■ **Data to process**:

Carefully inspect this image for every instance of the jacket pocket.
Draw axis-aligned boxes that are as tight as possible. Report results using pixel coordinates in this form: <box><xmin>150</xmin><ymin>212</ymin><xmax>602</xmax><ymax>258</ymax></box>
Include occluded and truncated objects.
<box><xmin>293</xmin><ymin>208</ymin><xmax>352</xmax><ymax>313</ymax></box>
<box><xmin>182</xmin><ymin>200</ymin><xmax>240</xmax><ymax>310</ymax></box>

■ **Exercise directions**: An exact copy of every line from the one containing "Draw axis-aligned boxes" through the last line of the entries is required; please add nothing.

■ **Response**:
Draw axis-aligned boxes that are as tight as possible. Report results using pixel coordinates in this form: <box><xmin>150</xmin><ymin>212</ymin><xmax>602</xmax><ymax>258</ymax></box>
Include occluded and truncated objects.
<box><xmin>293</xmin><ymin>208</ymin><xmax>352</xmax><ymax>313</ymax></box>
<box><xmin>182</xmin><ymin>200</ymin><xmax>240</xmax><ymax>310</ymax></box>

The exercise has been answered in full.